§ **Task to complete**: Each line from the one that contains "One keypoint belongs on each instance. Annotate the woman's ear" to the end of the material must be quoted exactly; include both end lines and nothing else.

=== Section Start ===

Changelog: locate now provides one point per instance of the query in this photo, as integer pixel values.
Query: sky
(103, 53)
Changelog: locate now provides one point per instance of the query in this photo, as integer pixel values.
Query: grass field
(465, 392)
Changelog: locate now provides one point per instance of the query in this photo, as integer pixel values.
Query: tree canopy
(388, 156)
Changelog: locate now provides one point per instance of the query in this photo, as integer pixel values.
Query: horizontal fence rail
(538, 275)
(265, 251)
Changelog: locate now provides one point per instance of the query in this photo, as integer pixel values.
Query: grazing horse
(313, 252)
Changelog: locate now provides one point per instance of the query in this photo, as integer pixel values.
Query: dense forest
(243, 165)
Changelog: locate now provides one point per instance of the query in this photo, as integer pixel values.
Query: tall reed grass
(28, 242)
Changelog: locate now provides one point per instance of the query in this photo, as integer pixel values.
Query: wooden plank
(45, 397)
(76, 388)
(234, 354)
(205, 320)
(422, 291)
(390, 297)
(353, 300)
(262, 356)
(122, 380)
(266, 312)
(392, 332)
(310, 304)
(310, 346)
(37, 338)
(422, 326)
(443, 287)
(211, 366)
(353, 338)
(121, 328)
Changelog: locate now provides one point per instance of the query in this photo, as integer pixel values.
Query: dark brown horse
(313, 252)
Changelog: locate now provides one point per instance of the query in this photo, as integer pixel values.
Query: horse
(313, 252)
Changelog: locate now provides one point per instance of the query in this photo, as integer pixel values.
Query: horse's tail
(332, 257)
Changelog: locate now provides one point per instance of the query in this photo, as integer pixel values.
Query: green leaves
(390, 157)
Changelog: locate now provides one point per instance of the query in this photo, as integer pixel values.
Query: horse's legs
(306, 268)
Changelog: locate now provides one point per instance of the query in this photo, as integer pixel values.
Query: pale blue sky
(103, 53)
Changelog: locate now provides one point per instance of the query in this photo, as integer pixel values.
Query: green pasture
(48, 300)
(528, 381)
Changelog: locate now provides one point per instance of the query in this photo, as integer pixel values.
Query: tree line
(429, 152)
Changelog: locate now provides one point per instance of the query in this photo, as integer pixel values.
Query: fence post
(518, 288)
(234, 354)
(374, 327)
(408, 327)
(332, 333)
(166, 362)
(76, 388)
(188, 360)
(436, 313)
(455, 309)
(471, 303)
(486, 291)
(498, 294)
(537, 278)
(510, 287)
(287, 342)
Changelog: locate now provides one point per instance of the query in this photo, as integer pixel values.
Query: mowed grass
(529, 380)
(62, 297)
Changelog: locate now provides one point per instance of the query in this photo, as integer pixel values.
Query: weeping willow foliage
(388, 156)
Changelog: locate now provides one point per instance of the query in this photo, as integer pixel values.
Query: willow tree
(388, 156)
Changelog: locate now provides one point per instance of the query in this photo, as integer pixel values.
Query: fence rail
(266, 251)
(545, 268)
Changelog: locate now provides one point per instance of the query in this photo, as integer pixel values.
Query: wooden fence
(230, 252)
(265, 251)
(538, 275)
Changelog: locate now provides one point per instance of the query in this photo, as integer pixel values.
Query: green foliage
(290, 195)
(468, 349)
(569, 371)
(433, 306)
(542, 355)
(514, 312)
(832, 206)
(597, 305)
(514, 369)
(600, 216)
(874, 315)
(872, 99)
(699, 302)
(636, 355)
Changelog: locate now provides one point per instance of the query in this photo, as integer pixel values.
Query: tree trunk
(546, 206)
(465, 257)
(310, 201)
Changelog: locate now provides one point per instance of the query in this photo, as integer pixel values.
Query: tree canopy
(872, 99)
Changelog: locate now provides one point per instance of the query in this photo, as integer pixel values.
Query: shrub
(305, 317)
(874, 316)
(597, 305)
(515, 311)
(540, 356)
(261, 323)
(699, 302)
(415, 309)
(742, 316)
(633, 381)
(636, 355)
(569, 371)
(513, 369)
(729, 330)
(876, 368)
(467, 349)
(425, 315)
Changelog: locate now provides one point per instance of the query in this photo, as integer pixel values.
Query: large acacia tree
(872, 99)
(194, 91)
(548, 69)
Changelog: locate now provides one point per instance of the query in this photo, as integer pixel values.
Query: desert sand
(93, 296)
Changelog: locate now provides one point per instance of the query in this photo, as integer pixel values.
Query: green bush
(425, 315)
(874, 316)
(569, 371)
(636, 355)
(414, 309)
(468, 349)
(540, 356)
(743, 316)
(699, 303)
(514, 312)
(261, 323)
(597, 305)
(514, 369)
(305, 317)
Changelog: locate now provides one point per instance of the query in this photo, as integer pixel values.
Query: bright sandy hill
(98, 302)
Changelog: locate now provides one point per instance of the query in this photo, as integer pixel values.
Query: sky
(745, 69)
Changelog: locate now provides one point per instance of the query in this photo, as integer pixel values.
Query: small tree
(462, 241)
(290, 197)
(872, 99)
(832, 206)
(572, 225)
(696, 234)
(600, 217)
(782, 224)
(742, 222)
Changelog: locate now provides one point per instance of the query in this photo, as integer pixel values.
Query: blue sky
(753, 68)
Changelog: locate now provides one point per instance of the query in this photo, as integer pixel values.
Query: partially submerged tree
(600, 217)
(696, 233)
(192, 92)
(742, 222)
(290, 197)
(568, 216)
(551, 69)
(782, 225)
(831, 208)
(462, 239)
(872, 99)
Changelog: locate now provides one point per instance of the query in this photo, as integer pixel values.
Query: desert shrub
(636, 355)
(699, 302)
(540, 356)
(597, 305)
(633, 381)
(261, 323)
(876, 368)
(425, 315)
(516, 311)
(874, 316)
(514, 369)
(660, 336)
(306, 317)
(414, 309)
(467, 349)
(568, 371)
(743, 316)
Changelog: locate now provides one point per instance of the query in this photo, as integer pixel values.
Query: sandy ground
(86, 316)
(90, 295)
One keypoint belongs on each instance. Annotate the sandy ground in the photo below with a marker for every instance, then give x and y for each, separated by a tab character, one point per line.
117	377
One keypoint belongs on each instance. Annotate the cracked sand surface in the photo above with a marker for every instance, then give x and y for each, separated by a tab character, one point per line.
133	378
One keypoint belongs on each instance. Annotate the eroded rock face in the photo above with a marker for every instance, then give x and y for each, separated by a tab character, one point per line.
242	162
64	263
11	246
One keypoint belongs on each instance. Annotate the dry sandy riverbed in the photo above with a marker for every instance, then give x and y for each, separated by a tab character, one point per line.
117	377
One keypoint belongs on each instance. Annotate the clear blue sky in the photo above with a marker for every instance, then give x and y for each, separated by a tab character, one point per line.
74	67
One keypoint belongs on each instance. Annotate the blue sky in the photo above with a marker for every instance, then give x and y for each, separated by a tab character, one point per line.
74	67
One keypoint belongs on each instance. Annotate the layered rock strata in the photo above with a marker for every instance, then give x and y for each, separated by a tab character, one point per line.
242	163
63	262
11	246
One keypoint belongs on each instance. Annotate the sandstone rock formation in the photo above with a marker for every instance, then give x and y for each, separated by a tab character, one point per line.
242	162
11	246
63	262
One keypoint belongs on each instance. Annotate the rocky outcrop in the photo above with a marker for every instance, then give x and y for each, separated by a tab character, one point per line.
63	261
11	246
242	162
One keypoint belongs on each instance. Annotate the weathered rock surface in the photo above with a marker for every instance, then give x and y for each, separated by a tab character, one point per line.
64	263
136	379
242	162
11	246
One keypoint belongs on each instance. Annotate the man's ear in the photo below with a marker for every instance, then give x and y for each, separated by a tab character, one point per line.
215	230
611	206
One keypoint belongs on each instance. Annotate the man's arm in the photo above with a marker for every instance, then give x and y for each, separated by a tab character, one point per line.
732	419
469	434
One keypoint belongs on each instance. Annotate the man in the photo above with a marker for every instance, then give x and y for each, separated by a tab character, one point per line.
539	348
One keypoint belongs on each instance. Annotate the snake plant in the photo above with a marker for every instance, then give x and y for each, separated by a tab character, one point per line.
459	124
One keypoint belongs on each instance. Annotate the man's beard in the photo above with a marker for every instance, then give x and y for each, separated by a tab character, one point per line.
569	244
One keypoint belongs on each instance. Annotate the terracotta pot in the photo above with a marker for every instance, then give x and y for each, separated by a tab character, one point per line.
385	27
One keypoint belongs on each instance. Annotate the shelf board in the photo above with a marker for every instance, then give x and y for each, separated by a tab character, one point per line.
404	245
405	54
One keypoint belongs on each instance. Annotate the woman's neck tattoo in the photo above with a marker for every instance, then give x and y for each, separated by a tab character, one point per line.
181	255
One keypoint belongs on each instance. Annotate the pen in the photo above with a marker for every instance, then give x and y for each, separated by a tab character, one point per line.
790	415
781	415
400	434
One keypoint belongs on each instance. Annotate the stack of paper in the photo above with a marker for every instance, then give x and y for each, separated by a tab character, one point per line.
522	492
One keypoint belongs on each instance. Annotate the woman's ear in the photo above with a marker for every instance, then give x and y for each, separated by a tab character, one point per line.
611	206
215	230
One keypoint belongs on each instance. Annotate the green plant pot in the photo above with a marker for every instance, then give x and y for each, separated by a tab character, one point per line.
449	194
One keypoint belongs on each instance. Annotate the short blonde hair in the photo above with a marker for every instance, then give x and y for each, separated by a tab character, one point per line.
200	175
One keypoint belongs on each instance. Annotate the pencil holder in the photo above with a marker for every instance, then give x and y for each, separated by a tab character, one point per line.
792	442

=== Section End ===

§ **Response below**:
One keypoint belongs on each instance. Annotate the woman's ear in the photo above with a marker for every instance, then give x and y for each, separated by a tab character, one point per line.
611	206
215	230
One keypoint belongs on each instance. Annotate the green plant pot in the photo above with a marker for every instance, then give x and y for each, separated by a tab character, one point per line.
449	194
One keypoint belongs on each instance. Annotate the short blonde hair in the photo above with a marker for every instance, then give x and y for each, separated by a tab character, one point per line.
200	175
One keypoint belongs on each instance. Annotate the pencil holder in the photo above with a marker for every instance, then give x and y for each, separated by a tab character, one point per line.
792	442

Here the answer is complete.